### Document excerpt

*-*-*

My inbox soon filled up with messages from women I had contacted. Some were no longer available; others were keen but had no childcare experience. Then there were those who wanted to come to London to join their boyfriends. I was not expecting fireworks, but they all felt wrong.

Until Alice. She was 26 and worked in a special-needs nursery in Prague. She had a teaching degree and had previously spent a year in France looking after four children. She returned to the Czech Republic with fluent French and hoped to do the same with her English. I was impressed and contacted her immediately. We exchanged emails and chatted over the phone. She sent pictures and described herself, her family and her addiction to bikram yoga. We replied with photos of us and a taste of life in our family. Something seemed to click. I took references and contacted the French family she had lived with. The mother told me we were “lucky to have found her”.

Alice arrived in May. We were excited, but guarded. I worried that our internet “connection” may not extend to real life, despite a good first impression. One night my anxiety ran riot as I awoke with a start, panicking that her references could be fake. “Who is this girl?” I wondered, terror-stricken. “She could be a serial killer!”

Fortunately, there has been no bloodshed, nor any major disasters. In fact, from our perspective, things are going well. Alice gets on with the kids and our mountain of housework has been downgraded to a minor molehill. Now that we have a regular babysitter my husband and I have been going out more, getting on better, and have even rejoined the gym.

Of course Alice’s French employer was right — we got lucky; it could so easily have gone either way. So when Alice eventually decides to head home, will we go back to the internet for her successor? Maybe, maybe not. We will cross that superhighway when we come to it.

Find your au pair

● Do know what you are looking for in terms of age and nationality.
● Do ask for checkable references and a medical certificate.
● Do make sure the au pair understands what living in a Jewish home entails.
● Do follow up emails with phone conversations and exchange lots of recent photos.
● Do trust your gut instincts.
● Don’t expect your au pair to have huge childcare experience.

*-*-*

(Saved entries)
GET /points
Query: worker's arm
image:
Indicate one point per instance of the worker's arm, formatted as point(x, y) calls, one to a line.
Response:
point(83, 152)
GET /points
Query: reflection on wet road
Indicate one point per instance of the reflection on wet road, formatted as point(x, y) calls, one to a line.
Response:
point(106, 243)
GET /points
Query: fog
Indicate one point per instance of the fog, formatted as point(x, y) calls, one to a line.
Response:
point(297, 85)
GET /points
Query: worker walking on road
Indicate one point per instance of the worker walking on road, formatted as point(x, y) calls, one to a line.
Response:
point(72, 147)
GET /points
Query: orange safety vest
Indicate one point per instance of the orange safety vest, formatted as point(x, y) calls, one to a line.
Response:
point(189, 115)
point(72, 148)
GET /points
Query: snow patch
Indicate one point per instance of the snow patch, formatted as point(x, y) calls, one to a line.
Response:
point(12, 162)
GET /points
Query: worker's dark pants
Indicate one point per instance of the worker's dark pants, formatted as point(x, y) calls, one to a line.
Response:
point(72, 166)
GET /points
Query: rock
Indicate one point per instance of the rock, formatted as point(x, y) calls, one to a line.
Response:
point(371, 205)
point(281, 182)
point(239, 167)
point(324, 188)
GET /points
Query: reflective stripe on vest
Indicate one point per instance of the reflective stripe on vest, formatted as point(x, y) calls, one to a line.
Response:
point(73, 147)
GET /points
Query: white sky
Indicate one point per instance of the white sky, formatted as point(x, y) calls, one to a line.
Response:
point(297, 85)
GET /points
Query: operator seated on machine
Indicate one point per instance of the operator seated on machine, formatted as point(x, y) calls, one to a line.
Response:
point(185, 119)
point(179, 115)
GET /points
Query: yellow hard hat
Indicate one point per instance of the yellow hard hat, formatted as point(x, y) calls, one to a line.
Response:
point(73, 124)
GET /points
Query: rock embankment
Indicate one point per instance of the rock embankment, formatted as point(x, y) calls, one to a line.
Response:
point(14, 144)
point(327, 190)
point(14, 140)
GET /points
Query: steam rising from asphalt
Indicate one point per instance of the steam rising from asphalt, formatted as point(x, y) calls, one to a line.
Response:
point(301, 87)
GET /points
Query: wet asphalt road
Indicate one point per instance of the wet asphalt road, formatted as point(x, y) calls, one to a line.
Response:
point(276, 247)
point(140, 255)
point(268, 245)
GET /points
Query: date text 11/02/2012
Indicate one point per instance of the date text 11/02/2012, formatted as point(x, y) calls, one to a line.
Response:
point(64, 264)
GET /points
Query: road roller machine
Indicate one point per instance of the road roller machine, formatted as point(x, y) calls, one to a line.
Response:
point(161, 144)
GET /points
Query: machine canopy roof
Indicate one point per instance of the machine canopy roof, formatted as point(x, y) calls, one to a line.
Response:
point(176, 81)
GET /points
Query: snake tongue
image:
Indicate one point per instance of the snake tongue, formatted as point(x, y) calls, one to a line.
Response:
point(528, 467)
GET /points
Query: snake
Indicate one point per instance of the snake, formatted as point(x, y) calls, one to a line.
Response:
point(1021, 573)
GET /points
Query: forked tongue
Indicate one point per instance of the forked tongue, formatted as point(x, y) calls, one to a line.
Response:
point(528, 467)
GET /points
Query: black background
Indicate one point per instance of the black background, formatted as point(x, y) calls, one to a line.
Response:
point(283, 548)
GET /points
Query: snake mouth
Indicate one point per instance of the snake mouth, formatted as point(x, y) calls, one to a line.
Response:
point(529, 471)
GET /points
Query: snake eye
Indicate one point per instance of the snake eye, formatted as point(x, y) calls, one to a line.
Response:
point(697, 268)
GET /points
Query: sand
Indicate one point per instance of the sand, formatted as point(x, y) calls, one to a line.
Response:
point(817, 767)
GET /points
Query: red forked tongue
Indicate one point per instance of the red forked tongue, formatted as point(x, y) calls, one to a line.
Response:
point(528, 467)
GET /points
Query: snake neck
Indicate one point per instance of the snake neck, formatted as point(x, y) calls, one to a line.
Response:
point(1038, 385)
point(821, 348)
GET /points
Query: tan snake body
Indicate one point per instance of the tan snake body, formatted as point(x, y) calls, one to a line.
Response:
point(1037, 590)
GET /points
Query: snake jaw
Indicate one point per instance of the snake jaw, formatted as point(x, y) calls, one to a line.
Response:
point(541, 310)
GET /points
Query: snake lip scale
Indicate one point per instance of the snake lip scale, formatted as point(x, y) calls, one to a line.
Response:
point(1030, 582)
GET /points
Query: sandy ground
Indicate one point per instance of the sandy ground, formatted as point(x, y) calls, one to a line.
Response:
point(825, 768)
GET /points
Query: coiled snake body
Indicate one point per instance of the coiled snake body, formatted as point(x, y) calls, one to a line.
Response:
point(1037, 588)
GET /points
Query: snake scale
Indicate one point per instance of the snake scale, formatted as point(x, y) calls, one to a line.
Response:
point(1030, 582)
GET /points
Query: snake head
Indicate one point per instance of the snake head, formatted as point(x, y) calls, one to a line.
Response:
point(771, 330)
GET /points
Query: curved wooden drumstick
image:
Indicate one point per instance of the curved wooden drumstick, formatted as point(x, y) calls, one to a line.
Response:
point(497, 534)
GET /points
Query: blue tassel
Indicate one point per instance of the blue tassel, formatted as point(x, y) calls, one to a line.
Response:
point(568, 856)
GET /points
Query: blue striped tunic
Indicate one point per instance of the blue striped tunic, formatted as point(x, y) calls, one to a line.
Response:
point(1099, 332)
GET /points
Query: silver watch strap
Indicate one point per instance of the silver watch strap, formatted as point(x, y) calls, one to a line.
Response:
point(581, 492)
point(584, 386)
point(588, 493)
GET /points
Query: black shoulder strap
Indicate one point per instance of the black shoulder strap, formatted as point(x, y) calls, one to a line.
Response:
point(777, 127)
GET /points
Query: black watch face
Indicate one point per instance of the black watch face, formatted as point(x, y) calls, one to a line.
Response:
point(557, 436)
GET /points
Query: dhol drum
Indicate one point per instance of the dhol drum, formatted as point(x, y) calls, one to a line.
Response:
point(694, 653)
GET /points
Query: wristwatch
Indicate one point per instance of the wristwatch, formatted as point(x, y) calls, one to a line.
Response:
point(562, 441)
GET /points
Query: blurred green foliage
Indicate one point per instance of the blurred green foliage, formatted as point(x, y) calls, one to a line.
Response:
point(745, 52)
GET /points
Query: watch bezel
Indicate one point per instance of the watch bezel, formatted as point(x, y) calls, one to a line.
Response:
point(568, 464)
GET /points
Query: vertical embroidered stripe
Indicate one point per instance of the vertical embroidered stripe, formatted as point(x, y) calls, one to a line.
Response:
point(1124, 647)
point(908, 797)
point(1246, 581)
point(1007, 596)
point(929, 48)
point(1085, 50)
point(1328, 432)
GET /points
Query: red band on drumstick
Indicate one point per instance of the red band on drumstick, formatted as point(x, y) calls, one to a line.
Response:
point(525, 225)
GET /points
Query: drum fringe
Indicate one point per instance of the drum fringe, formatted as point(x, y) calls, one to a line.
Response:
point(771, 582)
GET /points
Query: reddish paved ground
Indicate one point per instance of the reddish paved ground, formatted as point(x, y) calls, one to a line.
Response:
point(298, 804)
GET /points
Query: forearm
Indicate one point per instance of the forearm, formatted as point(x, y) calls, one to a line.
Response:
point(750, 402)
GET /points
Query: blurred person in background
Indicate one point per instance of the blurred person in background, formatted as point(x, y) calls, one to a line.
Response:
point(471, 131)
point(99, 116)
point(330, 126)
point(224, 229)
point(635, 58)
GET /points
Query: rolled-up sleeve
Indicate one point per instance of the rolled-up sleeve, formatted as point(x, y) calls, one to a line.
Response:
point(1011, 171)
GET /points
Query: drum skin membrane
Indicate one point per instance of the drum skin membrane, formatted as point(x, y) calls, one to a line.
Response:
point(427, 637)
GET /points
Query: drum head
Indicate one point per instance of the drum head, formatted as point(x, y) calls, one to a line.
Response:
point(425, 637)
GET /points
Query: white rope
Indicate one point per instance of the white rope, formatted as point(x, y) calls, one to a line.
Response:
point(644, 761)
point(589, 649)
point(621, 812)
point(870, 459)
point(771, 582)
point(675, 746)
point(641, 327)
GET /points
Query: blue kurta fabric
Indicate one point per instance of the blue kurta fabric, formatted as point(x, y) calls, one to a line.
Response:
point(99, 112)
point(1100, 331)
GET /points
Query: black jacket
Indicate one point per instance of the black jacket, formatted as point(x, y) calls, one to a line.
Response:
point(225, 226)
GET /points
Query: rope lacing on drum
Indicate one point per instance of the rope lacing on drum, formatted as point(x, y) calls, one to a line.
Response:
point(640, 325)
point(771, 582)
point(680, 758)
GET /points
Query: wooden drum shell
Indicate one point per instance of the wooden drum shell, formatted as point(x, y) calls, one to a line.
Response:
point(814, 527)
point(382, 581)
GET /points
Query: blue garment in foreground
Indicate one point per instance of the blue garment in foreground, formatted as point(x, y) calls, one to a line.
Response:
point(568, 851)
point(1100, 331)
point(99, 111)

*-*-*

### Directions
**A)** List every piece of advice in the au pair text that begins with "Do".
**B)** Reproduce the passage of the au pair text starting with "Find your au" and going on through "your gut instincts.".

### Task responses
**A)**
Do know what you are looking for in terms of age and nationality.
Do ask for checkable references and a medical certificate.
Do make sure the au pair understands what living in a Jewish home entails.
Do follow up emails with phone conversations and exchange lots of recent photos.
Do trust your gut instincts.

**B)**
Find your au pair

● Do know what you are looking for in terms of age and nationality.
● Do ask for checkable references and a medical certificate.
● Do make sure the au pair understands what living in a Jewish home entails.
● Do follow up emails with phone conversations and exchange lots of recent photos.
● Do trust your gut instincts.